ARTICLE:
# A young cop with a lot of class!



## kwflatbed (Dec 29, 2004)

*A young cop with a lot of class! *

Here is a traffic stop and arrest that just could not go right but for the expert handling by a young copper aided by two fellow officers and Taser stun gun. This kid has the right stuff and this video should be shown in every police academy.


----------



## Andy0921 (Jan 12, 2006)

hahah. I think that was an episode of cops, I have seen it before somewhere.
I love how he says "hey Todd you wanna grab that thing out of your pocket"


----------



## TypeX (Oct 16, 2005)

i think it was on COPS a couple of yrs ago (2004?) i think the 'fox' logo is blocked out (fox should voluntarily do that anyway! lol). Everyone is a tough guy until the taser comes out. (not to change the subject) but I remember one where a lady (in a car) was crazy telling the officer to 'f off' and all this other stuff. He tasered her and she is saying she's going to die and still trying to fight. If anyone has that video post it please


----------



## Andy0921 (Jan 12, 2006)

EXERCISE DESCRIPTION: Write out, word for word, the stretch of the thread about the young officer's traffic stop from "## kwflatbed (Dec" through "it before somewhere.".

Records from a data collection:
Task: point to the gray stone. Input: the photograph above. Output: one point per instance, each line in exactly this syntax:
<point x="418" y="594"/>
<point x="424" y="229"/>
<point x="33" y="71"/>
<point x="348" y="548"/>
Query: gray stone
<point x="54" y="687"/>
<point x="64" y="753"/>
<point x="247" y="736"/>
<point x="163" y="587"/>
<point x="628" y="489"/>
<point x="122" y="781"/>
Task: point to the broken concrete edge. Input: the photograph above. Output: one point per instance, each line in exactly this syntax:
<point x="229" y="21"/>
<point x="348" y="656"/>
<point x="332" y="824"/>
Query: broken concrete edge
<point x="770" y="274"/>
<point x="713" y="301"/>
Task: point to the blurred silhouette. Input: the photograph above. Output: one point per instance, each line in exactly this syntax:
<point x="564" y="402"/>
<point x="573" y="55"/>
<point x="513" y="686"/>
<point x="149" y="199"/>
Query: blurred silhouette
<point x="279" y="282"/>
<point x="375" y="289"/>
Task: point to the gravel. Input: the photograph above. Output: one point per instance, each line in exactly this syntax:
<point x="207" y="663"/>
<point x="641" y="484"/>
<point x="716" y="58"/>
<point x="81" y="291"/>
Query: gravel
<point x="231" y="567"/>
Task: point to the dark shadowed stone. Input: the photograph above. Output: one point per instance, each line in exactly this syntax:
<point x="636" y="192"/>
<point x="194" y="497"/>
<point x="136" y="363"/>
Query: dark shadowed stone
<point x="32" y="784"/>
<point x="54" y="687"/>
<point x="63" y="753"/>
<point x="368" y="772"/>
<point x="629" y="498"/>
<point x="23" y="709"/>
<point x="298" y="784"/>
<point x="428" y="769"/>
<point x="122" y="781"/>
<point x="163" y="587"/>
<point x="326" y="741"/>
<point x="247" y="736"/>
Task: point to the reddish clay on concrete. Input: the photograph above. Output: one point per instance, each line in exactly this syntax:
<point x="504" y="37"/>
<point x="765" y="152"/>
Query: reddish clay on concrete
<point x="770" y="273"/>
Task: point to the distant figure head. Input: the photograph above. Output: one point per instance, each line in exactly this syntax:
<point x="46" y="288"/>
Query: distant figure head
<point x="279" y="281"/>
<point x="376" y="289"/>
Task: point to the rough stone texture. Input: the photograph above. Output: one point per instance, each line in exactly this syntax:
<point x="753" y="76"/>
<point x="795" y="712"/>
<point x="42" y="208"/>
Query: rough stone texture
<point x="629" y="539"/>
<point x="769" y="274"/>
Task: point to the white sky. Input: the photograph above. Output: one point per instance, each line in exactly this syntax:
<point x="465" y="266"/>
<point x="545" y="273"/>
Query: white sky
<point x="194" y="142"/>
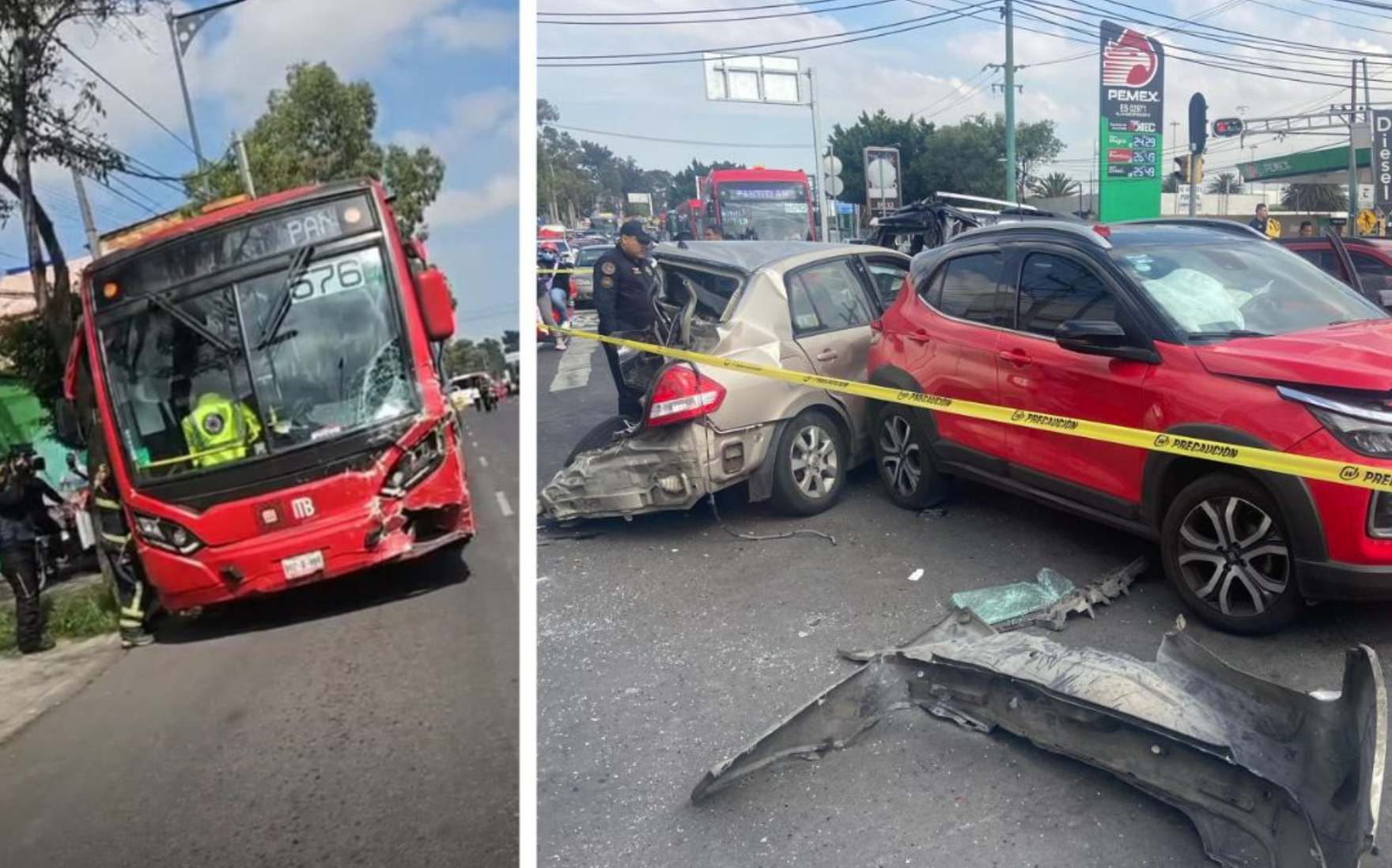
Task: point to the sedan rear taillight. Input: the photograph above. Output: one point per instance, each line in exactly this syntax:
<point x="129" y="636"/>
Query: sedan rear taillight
<point x="684" y="394"/>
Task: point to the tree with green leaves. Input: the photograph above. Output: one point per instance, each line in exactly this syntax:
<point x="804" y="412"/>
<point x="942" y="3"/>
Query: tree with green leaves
<point x="1225" y="184"/>
<point x="46" y="115"/>
<point x="1314" y="198"/>
<point x="319" y="128"/>
<point x="1055" y="185"/>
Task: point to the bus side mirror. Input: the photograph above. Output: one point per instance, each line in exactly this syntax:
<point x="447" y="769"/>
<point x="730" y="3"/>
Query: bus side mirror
<point x="66" y="423"/>
<point x="436" y="305"/>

THE ANSWER:
## kwflatbed (Dec 29, 2004)

*A young cop with a lot of class! *

Here is a traffic stop and arrest that just could not go right but for the expert handling by a young copper aided by two fellow officers and Taser stun gun. This kid has the right stuff and this video should be shown in every police academy.


----------



## Andy0921 (Jan 12, 2006)

hahah. I think that was an episode of cops, I have seen it before somewhere.